The policy implication, a direct application of the previously discussed EKC, challenges the “grow first, clean later” logic because distributional policies (policies involving the redistribution of income from rich to poor) enable the poor to meet a baseline of financial stability, not accomplished through welfare programs, but through environmental policy. Environmental policy has been shown to enhance working and living conditions by lowering emissions and reducing congestion, leading to better job opportunities and a higher quality of life. To support this environmental policy and progress, economic growth must be at a certain sustainable level, along with institutional capacity to uphold that progress.
IV. Constitutional Environmental Rights: Law, Data, and Outcomes
The Global Spread of CERs
Fewer than 10 nations around the globe had explicitly stated constitutional provisions supporting environmental rights in 1970, but by the early 2020s, nearly 100 nations had adopted environmental rights into their constitutional framework. These constitutional rights, abbreviated as i, include non-quantitative and tangible measures, such as guaranteeing the right to clean air and water, and measures maintaining a nation's environment, as well as procedural measures, such as altering the nation’s justice system to accommodate environmental concerns.

· · · · ·

■ **PROBLEM SET**
**a)** According to the passage, how many nations had explicitly stated constitutional provisions supporting environmental rights in 1970?
**b)** Reproduce the passage word for word from "The policy implication, a" up to and including "uphold that progress.".
**c)** List every effect that the sentence beginning "Environmental policy has been shown" in the passage attributes to environmental policy.
Rely only on the passage.

■ **Data entries**
· · · · ·

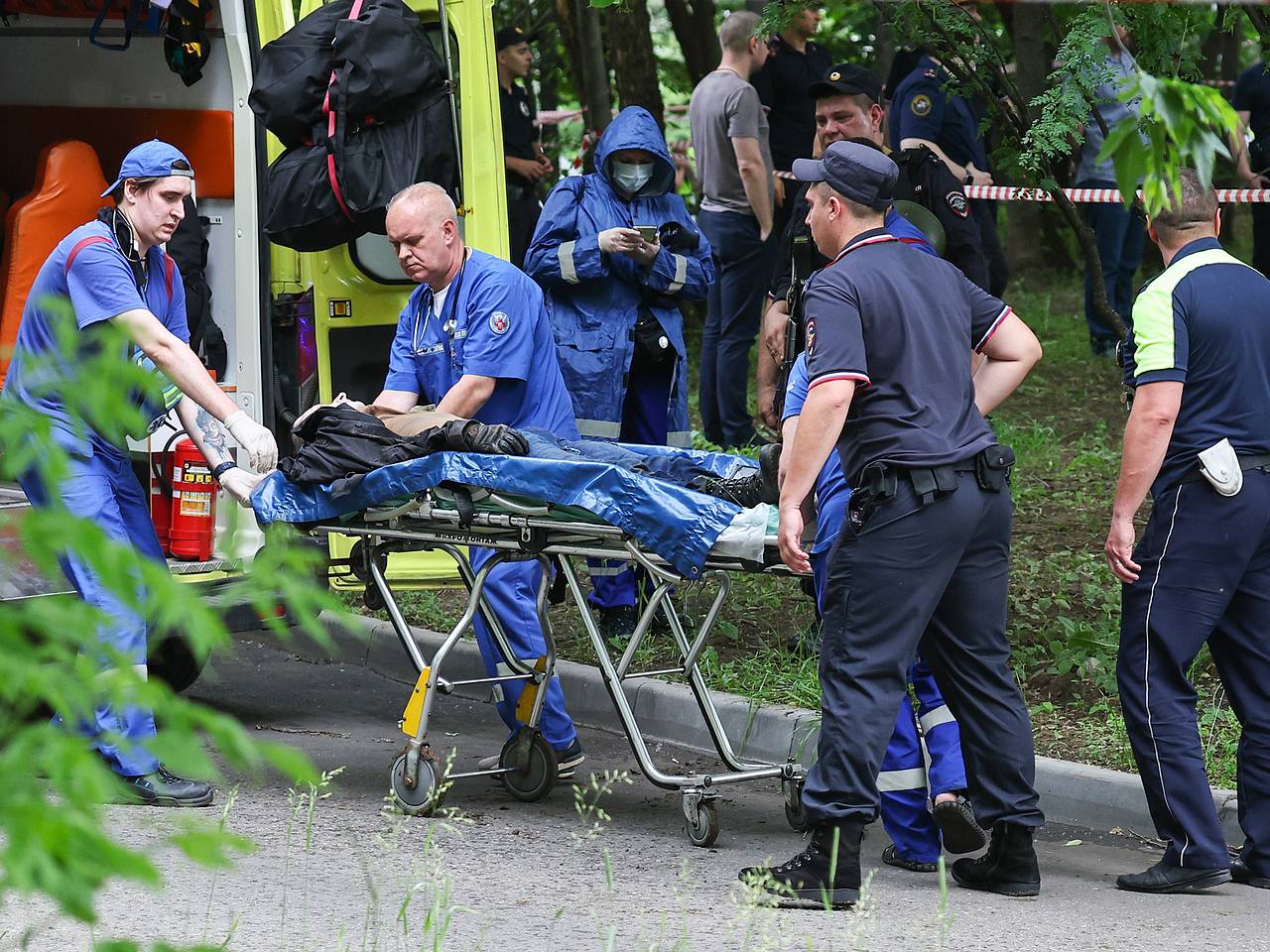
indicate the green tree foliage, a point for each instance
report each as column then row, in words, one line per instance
column 54, row 839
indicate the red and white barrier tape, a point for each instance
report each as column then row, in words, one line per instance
column 1084, row 195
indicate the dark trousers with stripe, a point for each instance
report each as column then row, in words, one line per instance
column 1206, row 578
column 933, row 576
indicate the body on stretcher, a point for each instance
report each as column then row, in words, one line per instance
column 451, row 517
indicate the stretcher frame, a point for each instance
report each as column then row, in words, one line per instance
column 518, row 531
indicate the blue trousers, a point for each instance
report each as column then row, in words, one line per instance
column 105, row 490
column 733, row 312
column 1120, row 235
column 905, row 784
column 512, row 590
column 645, row 414
column 1206, row 578
column 935, row 578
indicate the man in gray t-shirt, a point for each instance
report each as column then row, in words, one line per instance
column 1119, row 231
column 734, row 167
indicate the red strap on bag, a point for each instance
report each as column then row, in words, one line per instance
column 330, row 128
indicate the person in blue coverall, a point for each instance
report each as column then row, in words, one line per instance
column 113, row 270
column 613, row 298
column 474, row 339
column 903, row 784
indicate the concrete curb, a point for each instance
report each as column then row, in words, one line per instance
column 1070, row 792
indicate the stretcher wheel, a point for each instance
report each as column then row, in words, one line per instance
column 423, row 797
column 794, row 811
column 705, row 830
column 530, row 763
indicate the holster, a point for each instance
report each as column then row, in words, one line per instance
column 992, row 467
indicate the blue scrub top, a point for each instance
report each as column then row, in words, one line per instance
column 493, row 324
column 832, row 492
column 921, row 109
column 87, row 270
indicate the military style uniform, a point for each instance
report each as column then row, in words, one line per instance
column 520, row 135
column 922, row 553
column 921, row 108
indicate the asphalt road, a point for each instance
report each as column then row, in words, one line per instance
column 498, row 874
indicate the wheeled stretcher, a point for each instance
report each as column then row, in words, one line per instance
column 448, row 516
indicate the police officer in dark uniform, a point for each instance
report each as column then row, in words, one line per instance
column 847, row 105
column 1199, row 438
column 922, row 555
column 522, row 151
column 924, row 114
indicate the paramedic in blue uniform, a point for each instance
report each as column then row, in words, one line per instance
column 613, row 298
column 1199, row 362
column 922, row 553
column 474, row 339
column 919, row 829
column 922, row 113
column 114, row 271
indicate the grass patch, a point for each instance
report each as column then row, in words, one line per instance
column 1065, row 424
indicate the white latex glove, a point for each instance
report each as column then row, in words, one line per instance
column 255, row 439
column 240, row 484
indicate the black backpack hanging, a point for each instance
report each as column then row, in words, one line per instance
column 359, row 95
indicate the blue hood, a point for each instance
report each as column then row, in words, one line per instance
column 634, row 127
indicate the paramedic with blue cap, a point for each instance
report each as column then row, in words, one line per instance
column 919, row 834
column 922, row 553
column 613, row 298
column 474, row 339
column 114, row 270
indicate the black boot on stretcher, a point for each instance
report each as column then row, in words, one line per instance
column 748, row 490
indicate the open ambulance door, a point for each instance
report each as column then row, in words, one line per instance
column 333, row 313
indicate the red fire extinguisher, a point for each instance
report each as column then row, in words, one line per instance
column 183, row 503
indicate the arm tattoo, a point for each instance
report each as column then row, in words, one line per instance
column 214, row 438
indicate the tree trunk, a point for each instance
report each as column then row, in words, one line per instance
column 693, row 22
column 634, row 60
column 1026, row 220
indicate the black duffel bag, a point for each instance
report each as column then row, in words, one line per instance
column 302, row 209
column 375, row 162
column 386, row 66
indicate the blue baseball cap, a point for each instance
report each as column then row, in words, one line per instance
column 151, row 160
column 861, row 173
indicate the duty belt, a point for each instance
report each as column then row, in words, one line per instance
column 1254, row 461
column 991, row 468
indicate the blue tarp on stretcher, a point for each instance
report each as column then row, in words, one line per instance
column 676, row 524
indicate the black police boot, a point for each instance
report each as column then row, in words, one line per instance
column 617, row 625
column 808, row 875
column 1165, row 878
column 1008, row 867
column 959, row 830
column 164, row 788
column 1242, row 874
column 751, row 489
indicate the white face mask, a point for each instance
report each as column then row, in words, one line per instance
column 631, row 177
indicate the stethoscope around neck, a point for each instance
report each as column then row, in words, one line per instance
column 448, row 325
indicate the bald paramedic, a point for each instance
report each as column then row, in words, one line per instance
column 475, row 340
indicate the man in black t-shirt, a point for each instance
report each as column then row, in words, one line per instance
column 522, row 151
column 922, row 555
column 795, row 62
column 1251, row 102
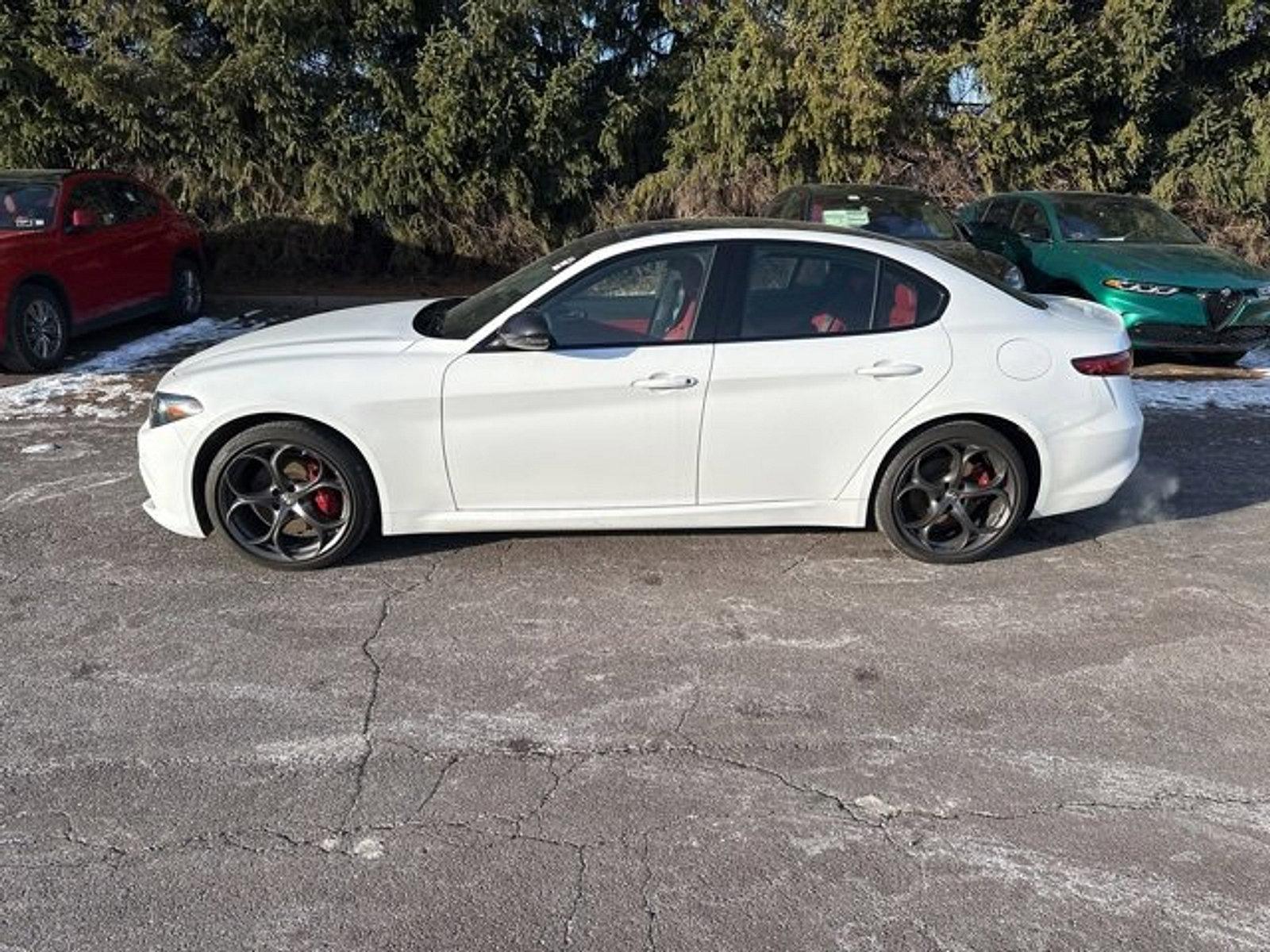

· · · · ·

■ **SOLUTIONS**
**a)** Fewer than 10

**b)**
The policy implication, a direct application of the previously discussed EKC, challenges the “grow first, clean later” logic because distributional policies (policies involving the redistribution of income from rich to poor) enable the poor to meet a baseline of financial stability, not accomplished through welfare programs, but through environmental policy. Environmental policy has been shown to enhance working and living conditions by lowering emissions and reducing congestion, leading to better job opportunities and a higher quality of life. To support this environmental policy and progress, economic growth must be at a certain sustainable level, along with institutional capacity to uphold that progress.

**c)**
- Enhanced working and living conditions
- Lower emissions
- Reduced congestion
- Better job opportunities
- A higher quality of life